◆ TEXT PROVIDED
After dispositions were mapped the German commanders needed to decide how they would conduct their advance. They could advance in column which would mean they would advance much faster or they could spread out in open order. Open order would result in less casualties but would mean a slower advance to target. Oberleutnants von Emvier and von Vagabund were given time to decide this over some bottles of beer I had bought at the Black Sheep brewery at Masham whilst on holiday. This was an important conference as in the game they would only be able to talk to each other if their character figures were within 6” of each other on the board.

Meanwhile, I as the British was allowed to put barricades up across the roads and building fronts.

Having built the barricades, I managed to drag the Germans away from their cosy fireside chat and figures were placed on the board. The German players were not allowed to view the British dispositions from anywhere except their end of the board. They were unsure as to the number of machine guns the British had. Oberleutnant von Vagabund produced some 1:1 scale binoculars to view the British positions.

The British machine gun position commanding the vital cross roads. There was only one Vickers to hand for Colour Sergeant Snapcase’s boys but the Germans weren’t to know that.

On the right, Colour Sergeant Snapcase, second from right is Lance Corporal Spankhurst. Corporal Alf Tucker commands the 4-man Vickers team.

Now was the time for the German commanders to put their cunning plan into action. They had elected to advance ‘en colonne’ in the Napoleonic fashion. The early days of the Great War more often resembled the wars that had gone before, rather than the war that was to come. Cavalry roamed the battlefields and guns were bought into action by teams of horses and limbers. The overall British commander of II Corps, Smith-Dorrien had survived the slaughter at Isandlwana and fought bravely as a junior officer in the Second Boer War.

[Entries from an annotation dataset]
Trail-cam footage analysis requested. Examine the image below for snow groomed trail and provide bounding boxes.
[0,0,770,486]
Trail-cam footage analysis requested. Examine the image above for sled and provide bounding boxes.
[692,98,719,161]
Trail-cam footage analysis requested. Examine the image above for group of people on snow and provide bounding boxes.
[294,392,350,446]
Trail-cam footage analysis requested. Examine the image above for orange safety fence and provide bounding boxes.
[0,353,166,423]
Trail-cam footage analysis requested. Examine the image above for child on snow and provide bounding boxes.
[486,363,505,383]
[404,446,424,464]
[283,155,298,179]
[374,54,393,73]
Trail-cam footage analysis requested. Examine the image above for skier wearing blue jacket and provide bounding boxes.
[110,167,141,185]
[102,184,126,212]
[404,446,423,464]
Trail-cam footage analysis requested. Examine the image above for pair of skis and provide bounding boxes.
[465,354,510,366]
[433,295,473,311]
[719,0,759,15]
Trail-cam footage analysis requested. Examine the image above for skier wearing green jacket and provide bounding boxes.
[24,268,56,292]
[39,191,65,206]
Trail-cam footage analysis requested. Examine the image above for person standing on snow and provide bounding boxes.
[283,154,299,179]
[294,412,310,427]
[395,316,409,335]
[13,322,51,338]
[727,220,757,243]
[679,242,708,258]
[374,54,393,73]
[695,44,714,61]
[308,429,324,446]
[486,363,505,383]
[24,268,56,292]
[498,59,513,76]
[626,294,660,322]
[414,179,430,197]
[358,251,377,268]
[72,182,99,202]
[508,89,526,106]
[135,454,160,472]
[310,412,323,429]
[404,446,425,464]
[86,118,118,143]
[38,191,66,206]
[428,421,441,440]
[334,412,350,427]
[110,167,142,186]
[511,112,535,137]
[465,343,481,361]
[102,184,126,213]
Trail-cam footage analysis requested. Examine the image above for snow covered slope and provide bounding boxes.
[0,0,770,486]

◆ EXERCISE OBJECTIVE
According to the wargame report, what formation did the German commanders choose for their advance?

◆ EXERCISE ANSWER
They chose to advance in column, "en colonne," in the Napoleonic fashion.